(Records for processing Opens)

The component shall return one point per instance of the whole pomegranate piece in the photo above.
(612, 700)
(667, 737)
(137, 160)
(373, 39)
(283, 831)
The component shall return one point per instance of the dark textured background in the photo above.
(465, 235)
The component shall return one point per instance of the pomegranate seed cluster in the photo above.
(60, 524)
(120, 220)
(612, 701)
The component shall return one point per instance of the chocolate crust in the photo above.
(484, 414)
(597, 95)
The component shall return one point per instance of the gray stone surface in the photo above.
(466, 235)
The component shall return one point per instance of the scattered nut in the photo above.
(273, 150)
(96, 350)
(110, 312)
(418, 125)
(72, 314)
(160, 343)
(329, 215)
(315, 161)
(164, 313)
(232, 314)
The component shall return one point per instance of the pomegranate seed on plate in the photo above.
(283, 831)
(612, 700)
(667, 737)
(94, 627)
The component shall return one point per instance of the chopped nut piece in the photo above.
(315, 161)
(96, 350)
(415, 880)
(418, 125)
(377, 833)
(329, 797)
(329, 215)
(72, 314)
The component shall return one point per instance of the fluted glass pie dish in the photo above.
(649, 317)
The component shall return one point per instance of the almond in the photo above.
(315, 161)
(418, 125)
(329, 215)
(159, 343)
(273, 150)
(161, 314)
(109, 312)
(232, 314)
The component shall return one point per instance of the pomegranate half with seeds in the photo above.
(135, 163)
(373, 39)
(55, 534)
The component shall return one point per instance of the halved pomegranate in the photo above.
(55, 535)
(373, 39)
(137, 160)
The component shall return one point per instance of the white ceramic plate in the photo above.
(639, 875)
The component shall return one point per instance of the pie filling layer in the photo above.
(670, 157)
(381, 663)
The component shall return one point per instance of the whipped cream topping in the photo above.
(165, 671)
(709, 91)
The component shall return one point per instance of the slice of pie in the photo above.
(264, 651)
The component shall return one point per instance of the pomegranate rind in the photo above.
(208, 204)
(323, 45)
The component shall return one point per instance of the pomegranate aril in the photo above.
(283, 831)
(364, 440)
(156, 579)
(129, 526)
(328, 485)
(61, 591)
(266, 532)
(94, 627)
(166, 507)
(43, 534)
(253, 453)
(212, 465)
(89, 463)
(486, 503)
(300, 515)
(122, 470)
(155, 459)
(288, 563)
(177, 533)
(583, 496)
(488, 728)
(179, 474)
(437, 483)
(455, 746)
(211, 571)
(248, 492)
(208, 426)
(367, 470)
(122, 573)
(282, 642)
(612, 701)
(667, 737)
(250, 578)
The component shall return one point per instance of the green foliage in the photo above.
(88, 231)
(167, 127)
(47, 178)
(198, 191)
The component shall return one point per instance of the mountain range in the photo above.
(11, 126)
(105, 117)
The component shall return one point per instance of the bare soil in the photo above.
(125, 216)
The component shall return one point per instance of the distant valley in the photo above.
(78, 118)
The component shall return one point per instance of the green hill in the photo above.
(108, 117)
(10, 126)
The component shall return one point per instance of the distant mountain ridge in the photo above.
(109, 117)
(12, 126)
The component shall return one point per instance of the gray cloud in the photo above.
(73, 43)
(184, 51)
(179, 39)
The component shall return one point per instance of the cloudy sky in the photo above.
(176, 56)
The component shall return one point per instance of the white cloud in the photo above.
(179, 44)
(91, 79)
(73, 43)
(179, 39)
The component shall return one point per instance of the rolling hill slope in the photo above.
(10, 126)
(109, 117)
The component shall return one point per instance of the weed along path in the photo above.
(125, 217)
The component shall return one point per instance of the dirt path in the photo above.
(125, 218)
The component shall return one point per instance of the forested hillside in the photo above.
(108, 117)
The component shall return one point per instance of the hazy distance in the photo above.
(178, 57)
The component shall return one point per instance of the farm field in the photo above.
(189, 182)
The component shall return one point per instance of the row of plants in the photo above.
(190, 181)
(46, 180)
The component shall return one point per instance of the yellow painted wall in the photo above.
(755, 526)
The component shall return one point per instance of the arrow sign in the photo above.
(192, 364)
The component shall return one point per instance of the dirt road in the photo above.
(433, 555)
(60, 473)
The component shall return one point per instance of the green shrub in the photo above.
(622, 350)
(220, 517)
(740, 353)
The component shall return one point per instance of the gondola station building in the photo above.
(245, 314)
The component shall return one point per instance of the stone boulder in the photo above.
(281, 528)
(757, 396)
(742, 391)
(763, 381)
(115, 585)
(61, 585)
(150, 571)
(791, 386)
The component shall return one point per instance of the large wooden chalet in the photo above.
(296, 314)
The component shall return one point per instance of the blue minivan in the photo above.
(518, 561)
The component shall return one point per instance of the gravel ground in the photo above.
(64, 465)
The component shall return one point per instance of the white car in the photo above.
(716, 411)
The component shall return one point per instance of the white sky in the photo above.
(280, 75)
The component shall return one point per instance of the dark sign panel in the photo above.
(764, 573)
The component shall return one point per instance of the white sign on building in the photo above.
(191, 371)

(Records for processing Closes)

> _What is expected_
Reproduce all of the records exactly.

> _Output below_
The component shall return one point per instance of the whole pomegranate piece in the photo above.
(612, 700)
(667, 737)
(137, 160)
(373, 39)
(283, 831)
The component shall return one point per instance of the dark textured background in the photo above.
(465, 235)
The component shall return one point per instance of the pomegranate seed cluster in the photo above.
(60, 524)
(120, 220)
(612, 701)
The component shall return one point per instance of the chocolate crust in the photo above.
(484, 414)
(597, 95)
The component shall return one point per instance of the gray stone surface in the photo above.
(466, 235)
The component shall return one point per instance of the scattered nut in the photo above.
(273, 150)
(96, 350)
(110, 312)
(418, 125)
(72, 314)
(160, 343)
(329, 215)
(315, 161)
(164, 313)
(232, 314)
The component shall return one point per instance of the pomegranate seed on plate in the photo above.
(283, 831)
(612, 700)
(667, 737)
(94, 627)
The component shall return one point per instance of the chopped nut piece in the photo above.
(315, 161)
(96, 350)
(415, 880)
(418, 125)
(377, 833)
(329, 797)
(329, 215)
(72, 314)
The component shall return one point per instance of the fluted glass pie dish in the photo above.
(649, 317)
The component shall return one point per instance of the almond in the photo above.
(315, 161)
(418, 125)
(329, 215)
(159, 343)
(273, 150)
(161, 314)
(109, 312)
(232, 314)
The component shall return one point per instance of the pomegranate half with seeds in the photo above.
(135, 163)
(373, 39)
(55, 534)
The component shall return one point per instance of the halved pomegranate in the photo above.
(55, 535)
(373, 39)
(137, 160)
The component shall return one point per instance of the white ceramic plate in the photo above.
(639, 875)
The component shall return one point per instance of the pie filling layer in the photo above.
(670, 157)
(381, 663)
The component shall return one point per instance of the whipped cream topping in the photo above.
(165, 671)
(709, 91)
The component shall return one point per instance of the slice of pie in the photo above.
(264, 651)
The component shall return one point per instance of the pomegranate rind in the photo above.
(208, 204)
(323, 45)
The component shall return one point per instance of the pomegranate aril in the photo above.
(283, 831)
(364, 440)
(156, 579)
(129, 526)
(328, 485)
(61, 591)
(266, 532)
(94, 627)
(166, 507)
(43, 534)
(253, 453)
(212, 465)
(89, 463)
(486, 503)
(300, 515)
(122, 470)
(155, 459)
(288, 563)
(177, 533)
(583, 496)
(488, 728)
(179, 474)
(437, 483)
(455, 746)
(211, 571)
(248, 492)
(208, 426)
(367, 470)
(122, 573)
(282, 642)
(612, 701)
(667, 737)
(250, 578)
The component shall return one point per instance of the green foliage in the photo above.
(88, 231)
(167, 127)
(47, 178)
(198, 191)
The component shall return one point per instance of the mountain range in the photo above.
(11, 126)
(105, 117)
The component shall return one point per instance of the bare soil in the photo above.
(125, 216)
The component shall return one point per instance of the distant valley in the photo above.
(78, 118)
The component shall return one point per instance of the green hill in the photo above.
(108, 117)
(10, 126)
The component shall return one point per instance of the distant mountain ridge in the photo above.
(109, 117)
(12, 126)
The component shall return one point per instance of the gray cloud in the photo above.
(73, 43)
(184, 51)
(179, 39)
The component shall return one point per instance of the cloudy sky in the photo above.
(176, 56)
The component shall return one point per instance of the white cloud in the photo above.
(179, 44)
(91, 79)
(73, 43)
(179, 39)
The component shall return one point per instance of the rolling hill slope in the photo above.
(10, 126)
(109, 117)
The component shall return one point per instance of the weed along path in the photo above.
(125, 217)
The component shall return one point per instance of the dirt path in the photo above.
(125, 218)
The component shall return one point per instance of the forested hillside in the photo above.
(108, 117)
The component shall return one point per instance of the hazy distance in the photo above.
(178, 57)
The component shall return one point per instance of the farm field in the photo above.
(189, 182)
The component shall return one point per instance of the row of plants in the photo above.
(190, 181)
(46, 180)
The component shall return one point per instance of the yellow painted wall in the photo above.
(755, 526)
The component shall return one point per instance of the arrow sign in the photo above.
(192, 364)
The component shall return one point per instance of the dirt road in the photo above.
(433, 555)
(60, 473)
The component shall return one point per instance of the green shrub in the photo above.
(622, 350)
(220, 517)
(740, 353)
The component shall return one point per instance of the gondola station building in the photo above.
(245, 314)
The component shall return one point per instance of the stone boulder in the photo above.
(281, 528)
(757, 396)
(742, 391)
(763, 381)
(115, 585)
(61, 585)
(150, 571)
(791, 386)
The component shall return one point per instance of the large wooden chalet in the photo above.
(296, 314)
The component shall return one point per instance of the blue minivan in the photo above.
(518, 561)
The component shall return one point per instance of the gravel ground in the photo above.
(64, 465)
The component shall return one point per instance of the white car in the photo above.
(716, 411)
The component shall return one point per instance of the white sky in the photo above.
(280, 75)
The component shall return one point per instance of the dark sign panel in the photo above.
(764, 573)
The component shall return one point per instance of the white sign on building in the photo above.
(191, 371)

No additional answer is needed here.